→ EXERCISE PROMPT: Reproduce the listing below word for word, omitting the pictures.
## START DATA FOR THIS EXERCISE
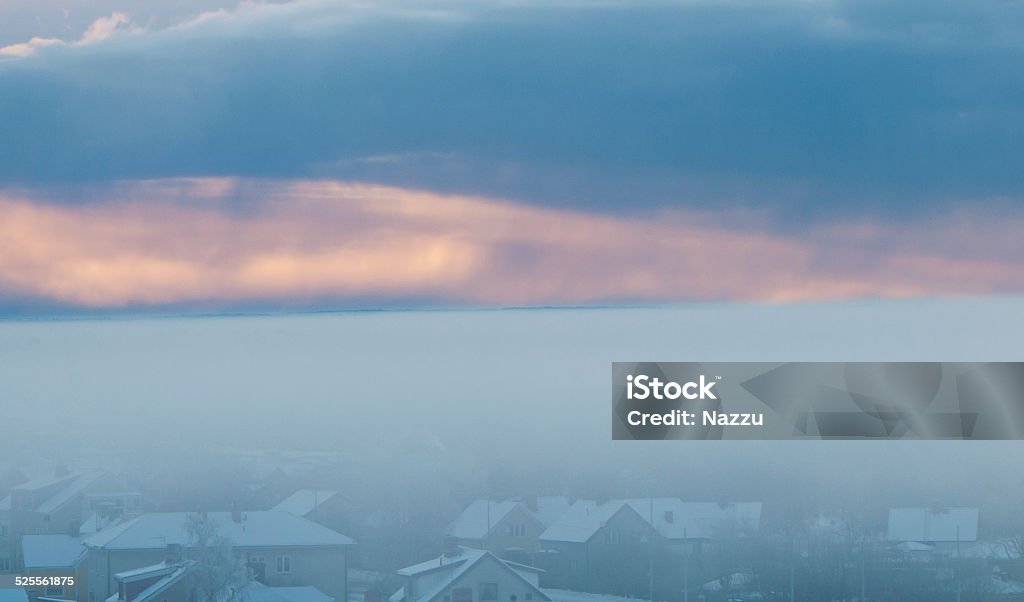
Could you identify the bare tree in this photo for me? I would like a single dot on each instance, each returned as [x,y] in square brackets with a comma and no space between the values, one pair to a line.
[217,575]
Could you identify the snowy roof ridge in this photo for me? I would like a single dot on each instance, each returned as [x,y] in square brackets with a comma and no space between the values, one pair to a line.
[256,529]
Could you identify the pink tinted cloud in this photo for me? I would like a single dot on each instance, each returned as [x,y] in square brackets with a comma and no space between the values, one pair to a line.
[227,242]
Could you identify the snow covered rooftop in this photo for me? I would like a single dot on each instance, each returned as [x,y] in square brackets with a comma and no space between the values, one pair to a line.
[301,594]
[303,502]
[933,524]
[458,565]
[51,551]
[256,529]
[676,519]
[479,517]
[581,521]
[13,595]
[74,487]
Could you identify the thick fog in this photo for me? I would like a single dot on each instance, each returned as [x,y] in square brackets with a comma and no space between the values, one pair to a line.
[492,401]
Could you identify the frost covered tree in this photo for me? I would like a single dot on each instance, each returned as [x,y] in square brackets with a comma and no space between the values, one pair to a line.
[218,575]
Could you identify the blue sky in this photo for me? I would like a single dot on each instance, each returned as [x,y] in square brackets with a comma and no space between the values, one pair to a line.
[782,119]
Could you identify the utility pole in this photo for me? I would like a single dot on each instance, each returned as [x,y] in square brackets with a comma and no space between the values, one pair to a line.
[960,590]
[650,555]
[686,570]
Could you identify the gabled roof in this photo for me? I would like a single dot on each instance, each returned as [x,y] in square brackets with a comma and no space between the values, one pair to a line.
[169,575]
[51,551]
[257,592]
[300,594]
[13,595]
[458,566]
[583,520]
[479,517]
[547,509]
[933,524]
[153,570]
[256,529]
[676,519]
[303,502]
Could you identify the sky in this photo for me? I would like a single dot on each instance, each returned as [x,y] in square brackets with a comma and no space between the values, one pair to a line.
[525,389]
[212,155]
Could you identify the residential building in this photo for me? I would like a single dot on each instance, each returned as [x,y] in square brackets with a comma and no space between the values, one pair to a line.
[511,528]
[690,526]
[172,581]
[599,547]
[55,555]
[60,504]
[466,574]
[281,549]
[939,529]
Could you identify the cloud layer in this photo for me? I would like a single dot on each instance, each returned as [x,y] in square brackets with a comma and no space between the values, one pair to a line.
[304,243]
[815,108]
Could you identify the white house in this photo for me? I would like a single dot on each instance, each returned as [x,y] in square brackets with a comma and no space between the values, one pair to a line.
[465,574]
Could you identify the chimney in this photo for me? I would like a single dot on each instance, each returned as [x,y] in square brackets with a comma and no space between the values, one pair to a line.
[451,547]
[172,554]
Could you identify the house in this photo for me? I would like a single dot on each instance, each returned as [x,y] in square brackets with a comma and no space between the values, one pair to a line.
## END DATA FOR THIS EXERCISE
→ OUTPUT OF THE EXERCISE:
Could you identify the bare tree in this photo for me? I would like a single dot on each instance, each returned as [x,y] in square brackets with a comma and no space between the values, one pair to a line.
[217,575]
Could you identify the snowy roof ridge in this photo for me? I would like a single dot on each instance, each returned as [x,y] in square brackets with a comma and no space between the values, one pair to a line.
[256,529]
Could you identify the pink tinted cloud in this photo for me? I would like a single dot on each instance, each returned as [x,y] in square brackets with a comma and no space between the values, one pair to a line.
[227,242]
Could you identify the snow covered rooftop in this photo for me? I would like a single dot on each instance, each returned as [x,y] in square brackets with a comma and no space between the values, one pair to a line.
[301,594]
[303,502]
[933,524]
[458,565]
[51,551]
[256,529]
[676,519]
[479,517]
[581,521]
[13,595]
[74,487]
Could you identify the thick fog in this photo for me? I would like a single dot on each instance, each returned as [x,y] in square brackets with a comma and no space between the values, one pair to a line.
[492,401]
Could you identify the frost covered tree in this photo for me? I would like a single dot on each instance, each returned as [x,y] in square brackets with a comma and no space between the values, one pair to a line.
[218,575]
Could you identify the blue sky in this photo for me? I would like a single dot on each instance, each returned as [x,y] in square brackets with a comma and no space between the values, one pair to a line.
[782,119]
Could you identify the utility pole in this photo for me? I would like a single dot on each instance, each returned as [x,y] in square brackets with a comma and no space between the values, one pair to a line.
[960,590]
[650,555]
[686,570]
Could you identify the gabled roof in this photo for me? I would like a single dot on each instance, each returned as [x,y] in square brackets with a comma and no space between the values, one pair to a line.
[169,575]
[51,551]
[257,592]
[300,594]
[13,595]
[458,566]
[583,520]
[479,517]
[547,509]
[933,524]
[153,570]
[256,529]
[676,519]
[303,502]
Could you identify the sky in this photo for me? I would like a single dot on each instance, each returned as [x,y] in square brackets with a comma and no space between the values, one pair to a line.
[525,389]
[212,155]
Could you identify the residential building in this photo for me? I would like a single dot on each instance, each returned as [x,y] in square brackets with a comma and no space between the values, one pair to a line.
[511,528]
[690,526]
[172,581]
[599,547]
[55,555]
[60,504]
[466,574]
[281,549]
[939,529]
Could you identify the cloud layer in this photo for me? I would like a single dot on each instance, each returned as [x,y] in square brackets with a comma and no space between the values, one pair to a line.
[304,243]
[815,108]
Could you identify the white house in this photo for me? I would like a single dot on each instance, each returned as [x,y] in square brackets with a comma and no space between the values, one pair to a line.
[465,574]
Could you identify the chimney in this photo for me? I would like a single dot on each instance, each returned as [x,y] in square brackets with a comma and no space between the values, one pair to a line.
[451,547]
[172,554]
Could you identify the house in this photo for me? I would like a single dot on each instance, each returned as [x,y] in square brackets with a comma and no space between the values, one pair to a line.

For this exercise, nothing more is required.